Items from a data source:

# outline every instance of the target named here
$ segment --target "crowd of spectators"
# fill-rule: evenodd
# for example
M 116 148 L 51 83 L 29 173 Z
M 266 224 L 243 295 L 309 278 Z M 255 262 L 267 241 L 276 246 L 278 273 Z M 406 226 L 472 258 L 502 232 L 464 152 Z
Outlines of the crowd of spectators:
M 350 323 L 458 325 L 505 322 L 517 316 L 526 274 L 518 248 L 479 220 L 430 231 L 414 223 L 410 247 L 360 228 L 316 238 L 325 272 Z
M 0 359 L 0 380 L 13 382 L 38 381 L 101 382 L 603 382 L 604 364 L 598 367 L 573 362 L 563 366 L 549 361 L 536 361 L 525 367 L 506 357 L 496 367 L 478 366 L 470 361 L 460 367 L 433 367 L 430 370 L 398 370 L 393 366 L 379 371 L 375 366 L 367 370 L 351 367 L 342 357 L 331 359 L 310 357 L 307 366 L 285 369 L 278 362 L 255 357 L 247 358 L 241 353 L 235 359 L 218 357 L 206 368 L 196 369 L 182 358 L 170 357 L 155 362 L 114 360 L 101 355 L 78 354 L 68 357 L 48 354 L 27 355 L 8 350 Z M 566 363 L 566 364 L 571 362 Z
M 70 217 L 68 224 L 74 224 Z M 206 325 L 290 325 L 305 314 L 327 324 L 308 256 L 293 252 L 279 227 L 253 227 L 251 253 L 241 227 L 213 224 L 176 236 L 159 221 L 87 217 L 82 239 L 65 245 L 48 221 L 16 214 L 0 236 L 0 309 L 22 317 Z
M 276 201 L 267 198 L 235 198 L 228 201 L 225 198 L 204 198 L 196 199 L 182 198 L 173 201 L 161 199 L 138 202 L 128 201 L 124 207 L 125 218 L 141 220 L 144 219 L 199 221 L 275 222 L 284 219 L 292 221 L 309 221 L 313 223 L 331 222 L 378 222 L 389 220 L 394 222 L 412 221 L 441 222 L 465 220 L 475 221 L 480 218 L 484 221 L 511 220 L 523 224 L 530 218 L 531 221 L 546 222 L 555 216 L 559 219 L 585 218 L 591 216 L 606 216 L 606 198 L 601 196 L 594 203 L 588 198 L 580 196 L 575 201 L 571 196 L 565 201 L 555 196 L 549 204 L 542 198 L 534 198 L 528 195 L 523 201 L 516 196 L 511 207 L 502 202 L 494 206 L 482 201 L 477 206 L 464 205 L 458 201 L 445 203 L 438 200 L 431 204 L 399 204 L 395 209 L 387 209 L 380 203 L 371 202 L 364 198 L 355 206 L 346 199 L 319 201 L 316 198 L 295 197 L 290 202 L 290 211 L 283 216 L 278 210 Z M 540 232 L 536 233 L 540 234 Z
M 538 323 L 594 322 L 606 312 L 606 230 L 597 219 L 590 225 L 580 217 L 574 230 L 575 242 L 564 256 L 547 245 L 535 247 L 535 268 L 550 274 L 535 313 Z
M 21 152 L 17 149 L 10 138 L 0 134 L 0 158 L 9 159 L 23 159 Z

_Aim_. Extract every record and return it verbatim.

_Exercise answer_.
# outline every instance of the target named here
$ segment --target "crowd of spectators"
# fill-rule: evenodd
# for example
M 116 148 L 51 83 L 29 173 Z
M 266 224 L 243 295 L 309 278 Z M 255 262 L 267 241 L 276 246 L 278 273 Z M 406 226 L 472 258 L 502 232 L 464 152 Z
Outlines of the crowd of spectators:
M 350 323 L 458 325 L 505 322 L 517 316 L 526 274 L 518 248 L 479 220 L 430 231 L 414 223 L 410 247 L 360 228 L 316 238 L 325 272 Z
M 0 359 L 0 380 L 13 382 L 38 381 L 101 382 L 603 382 L 604 364 L 598 367 L 573 362 L 563 366 L 549 361 L 536 361 L 525 367 L 506 357 L 496 367 L 478 366 L 470 361 L 460 367 L 433 367 L 430 370 L 398 370 L 393 366 L 379 371 L 375 366 L 367 370 L 351 367 L 342 357 L 331 359 L 310 357 L 307 366 L 285 369 L 278 362 L 255 357 L 247 358 L 241 353 L 235 359 L 218 357 L 206 368 L 196 369 L 182 358 L 170 357 L 155 362 L 114 360 L 101 355 L 78 354 L 68 357 L 48 354 L 27 355 L 8 350 Z M 566 363 L 566 364 L 571 362 Z
M 70 217 L 68 224 L 74 224 Z M 206 325 L 290 325 L 305 314 L 327 324 L 308 256 L 293 252 L 279 227 L 253 227 L 251 253 L 241 227 L 213 224 L 176 236 L 159 221 L 87 217 L 82 239 L 65 245 L 48 221 L 16 214 L 0 236 L 0 309 L 22 317 Z
M 276 201 L 267 198 L 235 198 L 228 201 L 225 198 L 204 198 L 196 199 L 182 198 L 173 201 L 161 199 L 138 202 L 128 201 L 124 207 L 125 218 L 141 220 L 144 219 L 199 221 L 275 222 L 284 219 L 292 221 L 309 221 L 313 223 L 331 222 L 378 222 L 389 220 L 394 222 L 412 221 L 441 222 L 465 220 L 475 221 L 480 218 L 484 221 L 511 220 L 523 224 L 530 218 L 531 221 L 546 222 L 555 216 L 559 219 L 585 218 L 591 216 L 606 216 L 606 198 L 601 196 L 594 203 L 588 198 L 580 196 L 575 201 L 571 196 L 565 201 L 555 196 L 549 204 L 542 198 L 534 198 L 528 195 L 523 201 L 516 196 L 511 207 L 502 202 L 494 206 L 482 201 L 477 206 L 464 205 L 458 201 L 445 203 L 438 200 L 431 204 L 399 204 L 395 209 L 387 209 L 380 203 L 371 202 L 364 198 L 355 206 L 346 199 L 319 201 L 316 198 L 295 197 L 290 202 L 290 211 L 283 216 L 278 210 Z M 540 232 L 536 233 L 540 234 Z
M 538 323 L 594 322 L 606 312 L 606 230 L 597 219 L 590 225 L 580 217 L 574 230 L 575 242 L 564 256 L 547 245 L 535 247 L 535 268 L 550 274 L 535 313 Z
M 21 152 L 17 149 L 10 138 L 0 134 L 0 158 L 9 159 L 23 159 Z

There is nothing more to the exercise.